PROBLEM REQUIREMENTS:
Leave out the pictures and print the records below exactly.

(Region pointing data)
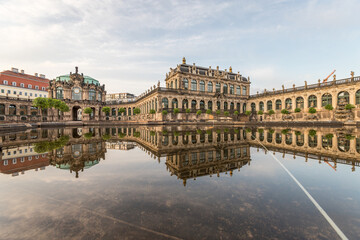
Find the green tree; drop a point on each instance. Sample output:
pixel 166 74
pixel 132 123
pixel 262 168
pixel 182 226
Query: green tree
pixel 312 110
pixel 136 111
pixel 88 110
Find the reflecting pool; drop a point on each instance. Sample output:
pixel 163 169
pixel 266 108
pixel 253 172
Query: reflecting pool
pixel 155 182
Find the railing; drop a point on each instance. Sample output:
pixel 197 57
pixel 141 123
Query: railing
pixel 311 86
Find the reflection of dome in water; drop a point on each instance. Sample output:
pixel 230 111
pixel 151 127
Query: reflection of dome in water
pixel 67 166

SOLUTION:
Find the green tree; drop a point on each instance. Sample output:
pixel 166 74
pixel 132 123
pixel 262 168
pixel 182 226
Query: green tree
pixel 312 110
pixel 136 111
pixel 88 110
Find the reflecting pool; drop a point on each instance. Sample output:
pixel 163 169
pixel 266 108
pixel 253 172
Query: reflecting pool
pixel 155 182
Find the railing; drop a point on each instance. Sample output:
pixel 197 57
pixel 141 123
Query: railing
pixel 311 86
Find the reflection of dome in water; drop a point on each instance. Sample output:
pixel 230 111
pixel 151 127
Query: reflection of dome in water
pixel 67 166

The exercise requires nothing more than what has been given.